* [Written problem]: List every line of the material below that contains the string "tree", matching case exactly.

Dataset items
## begin

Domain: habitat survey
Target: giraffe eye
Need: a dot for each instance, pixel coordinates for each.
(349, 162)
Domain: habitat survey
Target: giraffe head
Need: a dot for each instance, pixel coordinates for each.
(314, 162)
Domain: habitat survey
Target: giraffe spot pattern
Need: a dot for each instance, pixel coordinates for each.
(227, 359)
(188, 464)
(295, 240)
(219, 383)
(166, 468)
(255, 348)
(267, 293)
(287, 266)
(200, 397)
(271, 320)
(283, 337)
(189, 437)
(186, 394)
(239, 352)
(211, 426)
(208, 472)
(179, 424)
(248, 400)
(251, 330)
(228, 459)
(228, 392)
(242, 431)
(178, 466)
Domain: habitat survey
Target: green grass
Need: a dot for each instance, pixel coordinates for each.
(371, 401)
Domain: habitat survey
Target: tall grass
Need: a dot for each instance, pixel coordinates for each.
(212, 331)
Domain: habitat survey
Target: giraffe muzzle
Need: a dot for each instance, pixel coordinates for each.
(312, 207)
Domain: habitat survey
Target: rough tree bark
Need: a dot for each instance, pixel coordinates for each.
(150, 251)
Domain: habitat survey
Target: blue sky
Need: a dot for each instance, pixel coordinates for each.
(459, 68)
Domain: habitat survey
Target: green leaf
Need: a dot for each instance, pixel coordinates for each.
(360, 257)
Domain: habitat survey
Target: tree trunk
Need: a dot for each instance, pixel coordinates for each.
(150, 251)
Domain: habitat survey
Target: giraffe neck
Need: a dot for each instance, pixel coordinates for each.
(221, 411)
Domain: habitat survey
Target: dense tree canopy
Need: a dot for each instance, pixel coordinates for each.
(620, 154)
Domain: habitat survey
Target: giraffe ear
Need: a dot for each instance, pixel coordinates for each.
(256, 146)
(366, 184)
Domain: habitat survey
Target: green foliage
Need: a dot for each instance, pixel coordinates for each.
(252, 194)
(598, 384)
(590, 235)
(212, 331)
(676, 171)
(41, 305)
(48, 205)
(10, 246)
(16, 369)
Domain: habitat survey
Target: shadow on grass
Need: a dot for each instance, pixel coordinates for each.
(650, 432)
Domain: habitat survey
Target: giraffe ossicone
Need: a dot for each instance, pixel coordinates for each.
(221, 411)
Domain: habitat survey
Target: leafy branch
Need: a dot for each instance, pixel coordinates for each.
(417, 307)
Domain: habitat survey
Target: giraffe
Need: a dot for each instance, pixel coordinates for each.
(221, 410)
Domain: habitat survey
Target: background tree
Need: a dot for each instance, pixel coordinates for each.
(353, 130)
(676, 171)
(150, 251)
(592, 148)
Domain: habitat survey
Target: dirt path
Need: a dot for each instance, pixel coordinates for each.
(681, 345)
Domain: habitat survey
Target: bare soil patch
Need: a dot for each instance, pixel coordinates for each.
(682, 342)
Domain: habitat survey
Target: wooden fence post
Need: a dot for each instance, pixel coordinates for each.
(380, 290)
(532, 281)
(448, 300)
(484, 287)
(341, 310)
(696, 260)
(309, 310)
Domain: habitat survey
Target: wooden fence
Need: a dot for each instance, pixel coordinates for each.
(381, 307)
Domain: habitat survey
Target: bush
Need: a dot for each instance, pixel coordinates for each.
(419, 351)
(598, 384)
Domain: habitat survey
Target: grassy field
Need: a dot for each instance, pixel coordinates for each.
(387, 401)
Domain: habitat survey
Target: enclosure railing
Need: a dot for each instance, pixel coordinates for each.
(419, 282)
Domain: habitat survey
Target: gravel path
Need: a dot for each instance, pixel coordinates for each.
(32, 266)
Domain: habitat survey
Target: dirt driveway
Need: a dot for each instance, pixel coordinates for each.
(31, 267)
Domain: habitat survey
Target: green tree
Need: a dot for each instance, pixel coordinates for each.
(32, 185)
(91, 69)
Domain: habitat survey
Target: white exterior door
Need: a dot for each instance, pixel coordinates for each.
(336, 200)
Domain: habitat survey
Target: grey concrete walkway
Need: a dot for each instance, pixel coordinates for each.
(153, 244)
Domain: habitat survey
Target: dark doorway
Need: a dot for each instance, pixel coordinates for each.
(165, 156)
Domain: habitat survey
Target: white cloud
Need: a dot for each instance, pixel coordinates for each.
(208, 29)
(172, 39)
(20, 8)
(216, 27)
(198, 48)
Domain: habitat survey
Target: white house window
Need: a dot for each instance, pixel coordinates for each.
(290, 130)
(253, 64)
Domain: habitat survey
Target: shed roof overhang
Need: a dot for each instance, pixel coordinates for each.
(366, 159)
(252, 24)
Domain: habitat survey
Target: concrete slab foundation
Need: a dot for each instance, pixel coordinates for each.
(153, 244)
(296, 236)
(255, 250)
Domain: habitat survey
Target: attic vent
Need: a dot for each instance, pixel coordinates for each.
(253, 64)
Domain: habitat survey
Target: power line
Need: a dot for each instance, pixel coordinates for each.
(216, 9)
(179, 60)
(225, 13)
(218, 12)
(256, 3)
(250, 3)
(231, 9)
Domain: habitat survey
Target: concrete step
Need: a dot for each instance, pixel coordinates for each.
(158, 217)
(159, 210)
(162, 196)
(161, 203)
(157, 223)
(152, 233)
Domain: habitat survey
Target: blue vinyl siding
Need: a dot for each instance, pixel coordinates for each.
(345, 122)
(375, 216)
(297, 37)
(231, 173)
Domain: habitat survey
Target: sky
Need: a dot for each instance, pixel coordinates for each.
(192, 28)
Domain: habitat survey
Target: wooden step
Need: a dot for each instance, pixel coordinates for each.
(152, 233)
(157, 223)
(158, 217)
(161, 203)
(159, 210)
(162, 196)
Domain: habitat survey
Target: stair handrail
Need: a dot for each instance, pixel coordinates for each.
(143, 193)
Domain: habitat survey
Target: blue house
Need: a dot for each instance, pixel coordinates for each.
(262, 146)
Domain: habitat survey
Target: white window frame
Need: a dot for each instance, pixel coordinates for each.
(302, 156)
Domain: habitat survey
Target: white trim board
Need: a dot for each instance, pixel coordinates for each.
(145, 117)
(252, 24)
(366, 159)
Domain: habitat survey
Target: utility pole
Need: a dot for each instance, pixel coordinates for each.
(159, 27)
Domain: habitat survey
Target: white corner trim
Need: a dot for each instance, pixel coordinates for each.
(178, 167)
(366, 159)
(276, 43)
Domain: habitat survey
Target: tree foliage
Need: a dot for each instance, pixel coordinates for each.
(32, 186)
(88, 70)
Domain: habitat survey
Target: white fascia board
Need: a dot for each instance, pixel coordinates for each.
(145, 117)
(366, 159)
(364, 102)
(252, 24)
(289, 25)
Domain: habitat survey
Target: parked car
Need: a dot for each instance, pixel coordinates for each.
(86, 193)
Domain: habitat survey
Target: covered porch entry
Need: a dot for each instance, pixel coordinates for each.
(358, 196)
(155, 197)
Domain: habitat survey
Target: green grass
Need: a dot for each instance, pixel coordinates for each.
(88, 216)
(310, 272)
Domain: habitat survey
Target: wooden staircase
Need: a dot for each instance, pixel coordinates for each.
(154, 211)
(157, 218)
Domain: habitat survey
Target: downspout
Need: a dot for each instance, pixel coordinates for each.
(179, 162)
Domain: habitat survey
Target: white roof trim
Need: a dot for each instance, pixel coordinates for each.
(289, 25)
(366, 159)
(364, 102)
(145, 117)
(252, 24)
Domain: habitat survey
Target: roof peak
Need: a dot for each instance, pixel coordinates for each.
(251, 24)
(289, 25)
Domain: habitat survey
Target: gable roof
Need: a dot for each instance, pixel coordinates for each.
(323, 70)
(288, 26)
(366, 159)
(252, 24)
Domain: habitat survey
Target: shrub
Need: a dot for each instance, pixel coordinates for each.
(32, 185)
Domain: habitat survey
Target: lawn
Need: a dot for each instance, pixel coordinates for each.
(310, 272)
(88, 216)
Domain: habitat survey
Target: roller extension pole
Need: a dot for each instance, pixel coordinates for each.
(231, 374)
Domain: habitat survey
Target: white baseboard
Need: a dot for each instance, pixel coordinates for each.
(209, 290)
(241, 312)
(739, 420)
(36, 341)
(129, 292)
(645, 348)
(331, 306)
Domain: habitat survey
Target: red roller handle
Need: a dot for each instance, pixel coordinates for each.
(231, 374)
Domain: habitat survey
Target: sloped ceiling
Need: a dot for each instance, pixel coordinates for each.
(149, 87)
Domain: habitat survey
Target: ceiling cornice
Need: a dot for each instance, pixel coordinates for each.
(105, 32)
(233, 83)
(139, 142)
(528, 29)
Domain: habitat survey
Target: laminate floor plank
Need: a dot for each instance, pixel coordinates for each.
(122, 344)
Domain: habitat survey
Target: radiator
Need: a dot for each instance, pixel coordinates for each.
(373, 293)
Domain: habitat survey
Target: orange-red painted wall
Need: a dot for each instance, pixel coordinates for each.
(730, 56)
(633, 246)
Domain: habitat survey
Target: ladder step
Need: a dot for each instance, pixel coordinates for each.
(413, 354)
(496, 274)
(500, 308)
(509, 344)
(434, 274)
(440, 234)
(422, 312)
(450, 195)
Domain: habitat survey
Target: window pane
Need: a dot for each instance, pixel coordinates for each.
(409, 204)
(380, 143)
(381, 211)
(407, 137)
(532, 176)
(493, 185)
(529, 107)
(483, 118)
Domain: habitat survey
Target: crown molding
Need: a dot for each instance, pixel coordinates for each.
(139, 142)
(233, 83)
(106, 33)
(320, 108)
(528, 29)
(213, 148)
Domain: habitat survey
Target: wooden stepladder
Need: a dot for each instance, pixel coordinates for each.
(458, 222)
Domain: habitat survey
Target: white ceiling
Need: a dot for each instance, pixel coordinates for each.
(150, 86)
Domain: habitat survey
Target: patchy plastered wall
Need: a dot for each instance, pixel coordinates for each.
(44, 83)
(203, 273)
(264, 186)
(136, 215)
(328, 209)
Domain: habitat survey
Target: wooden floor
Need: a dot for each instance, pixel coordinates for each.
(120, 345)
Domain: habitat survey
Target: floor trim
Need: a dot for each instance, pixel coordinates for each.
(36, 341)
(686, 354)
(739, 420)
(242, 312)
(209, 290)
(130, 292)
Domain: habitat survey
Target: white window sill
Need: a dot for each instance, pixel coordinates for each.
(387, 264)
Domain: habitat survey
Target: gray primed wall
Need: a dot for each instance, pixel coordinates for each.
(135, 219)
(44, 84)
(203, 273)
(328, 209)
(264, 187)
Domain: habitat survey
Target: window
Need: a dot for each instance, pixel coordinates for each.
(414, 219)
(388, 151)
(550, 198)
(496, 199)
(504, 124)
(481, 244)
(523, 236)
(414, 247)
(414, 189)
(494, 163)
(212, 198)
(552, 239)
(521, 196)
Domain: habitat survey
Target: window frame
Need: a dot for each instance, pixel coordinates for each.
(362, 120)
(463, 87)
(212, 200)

## end

* [Right answer]:
Target: rough tree bark
Target: tree trunk
Target: dense tree canopy
Target: background tree
Target: green tree
Target: tree foliage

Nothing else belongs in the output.